Source:
From 49b5fb59d5cd145155e83f9f6475aefd8ebcd9ce Mon Sep 17 00:00:00 2001
From: Matt Shirley <matt_d.shirley@novartis.com>
Date: Thu, 5 Jan 2023 18:06:49 +0000
Subject: [PATCH 2/5] Allow a formal GTF dialect

---
 pisces/config.json |  3 +++
 pisces/index.py    | 22 ++++++++++++++++++----
 2 files changed, 21 insertions(+), 4 deletions(-)

diff --git a/pisces/config.json b/pisces/config.json
index 2e49e3f..733c79a 100755
--- a/pisces/config.json
+++ b/pisces/config.json
@@ -11,6 +11,7 @@
                 "options": {
                     "-k": 31,
                     "infer_features": false,
+                    "infer_dialect": true,
                     "gtf_name_tag": "gene_name",
                     "gtf_type_tag": "gene_type"
                 }
@@ -29,6 +30,7 @@
                 "options": {
                     "-k": 31,
                     "infer_features": false,
+                    "infer_dialect": true,
                     "gtf_name_tag": "gene_name",
                     "gtf_type_tag": "gene_type"
                 }
@@ -49,6 +51,7 @@
                 "options": {
                     "-k": 31,
                     "infer_features": false,
+                    "infer_dialect": true,
                     "gtf_name_tag": "gene_name",
                     "gtf_type_tag": "gene_type"

What you are asked to do: What option does the patch add to pisces/config.json, and what value does it set?

Records supplied:
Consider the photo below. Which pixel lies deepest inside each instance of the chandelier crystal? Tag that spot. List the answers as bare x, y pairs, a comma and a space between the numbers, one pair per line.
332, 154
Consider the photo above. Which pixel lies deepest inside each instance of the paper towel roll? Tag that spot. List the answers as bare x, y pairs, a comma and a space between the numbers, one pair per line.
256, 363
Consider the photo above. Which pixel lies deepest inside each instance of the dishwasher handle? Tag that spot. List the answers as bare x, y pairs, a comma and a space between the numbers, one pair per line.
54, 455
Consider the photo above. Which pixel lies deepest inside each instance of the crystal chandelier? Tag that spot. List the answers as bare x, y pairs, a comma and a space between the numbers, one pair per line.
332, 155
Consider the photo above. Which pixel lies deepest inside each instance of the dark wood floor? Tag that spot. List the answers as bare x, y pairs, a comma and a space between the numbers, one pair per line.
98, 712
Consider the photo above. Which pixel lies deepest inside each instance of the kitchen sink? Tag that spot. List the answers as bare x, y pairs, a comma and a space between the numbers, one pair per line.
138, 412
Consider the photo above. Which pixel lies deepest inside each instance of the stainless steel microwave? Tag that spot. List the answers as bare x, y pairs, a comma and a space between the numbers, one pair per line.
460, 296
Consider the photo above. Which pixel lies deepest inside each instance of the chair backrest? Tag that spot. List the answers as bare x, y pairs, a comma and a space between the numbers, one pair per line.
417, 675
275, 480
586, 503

Task response: It adds "infer_dialect" and sets it to true.